## Tasks to complete
1 – In the forum thread about a CD's series number below, rewrite the paragraph beginning "For the current Supraphon release" more briefly, keeping its main facts.
2 – Extend the forum thread on the CD's series number, picking up right after its last line.

# Asking the series number of a CD



## renxiaowei (Oct 13, 2015)

Dear all,

Any one who can help me to let me know the series number (or bar code) of this CD? I think it is released by Eurodisc for the Czech company Supraphon in 1980s.

thank you.
Xiaowei


----------



## KenOC (Mar 7, 2011)

I'd bet it is the same as this Supraphon release, 38C37-7056. It's available 3rd party on Amazon US.










For the current Supraphon release of (probably) the same performances plus extras, try their catalog No. 11 1965-2 011, barcode 099925196523.


----------



## renxiaowei (Oct 13, 2015)

Thank you, Yes, I have both Czech release and the Japan release 38CC37-7056. But I just see the Eurodisc release so I try to collect all 3 releases as a sample of multiple market distribution of a recording. Thank you again.


----------



## SixFootScowl (Oct 17, 2011)

Dataset excerpt
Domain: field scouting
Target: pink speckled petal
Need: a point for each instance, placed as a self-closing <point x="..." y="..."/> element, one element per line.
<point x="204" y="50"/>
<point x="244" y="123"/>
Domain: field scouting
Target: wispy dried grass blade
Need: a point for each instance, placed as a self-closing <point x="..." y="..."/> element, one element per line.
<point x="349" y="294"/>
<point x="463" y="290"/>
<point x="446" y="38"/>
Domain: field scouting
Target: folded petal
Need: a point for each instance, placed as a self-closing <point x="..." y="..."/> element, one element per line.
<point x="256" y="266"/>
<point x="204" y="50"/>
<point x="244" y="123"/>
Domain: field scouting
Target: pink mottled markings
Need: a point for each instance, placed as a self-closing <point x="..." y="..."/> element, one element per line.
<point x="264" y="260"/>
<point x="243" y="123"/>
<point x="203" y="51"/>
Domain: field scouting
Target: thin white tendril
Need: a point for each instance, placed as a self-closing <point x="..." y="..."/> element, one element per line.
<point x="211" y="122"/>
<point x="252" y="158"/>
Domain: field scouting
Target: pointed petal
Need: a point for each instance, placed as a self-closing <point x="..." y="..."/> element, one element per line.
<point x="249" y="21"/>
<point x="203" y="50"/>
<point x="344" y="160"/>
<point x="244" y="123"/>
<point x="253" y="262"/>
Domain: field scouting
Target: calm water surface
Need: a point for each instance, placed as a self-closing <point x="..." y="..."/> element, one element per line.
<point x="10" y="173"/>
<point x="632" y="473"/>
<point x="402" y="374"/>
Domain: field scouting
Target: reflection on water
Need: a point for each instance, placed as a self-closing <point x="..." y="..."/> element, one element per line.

## Answers for this exercise
1 – The current Supraphon release, likely the same performances plus extras, has catalog No. 11 1965-2 011 and barcode 099925196523.

2 –
renxiaowei said:


> Dear all,
> 
> Any one who can help me to let me know the series number (or bar code) of this CD? I think it is released by Eurodisc for the Czech company Supraphon in 1980s.
> 
> ...


If you find it on Ebay they usually give the bar code in the listing. Then I run it through Barcodelookup.com just to verify it is same disk--also gives pricing for various sites.


----------



## Pugg (Aug 8, 2014)

renxiaowei said:


> Dear all,
> 
> Any one who can help me to let me know the series number (or bar code) of this CD? I think it is released by Eurodisc for the Czech company Supraphon in 1980s.
> 
> ...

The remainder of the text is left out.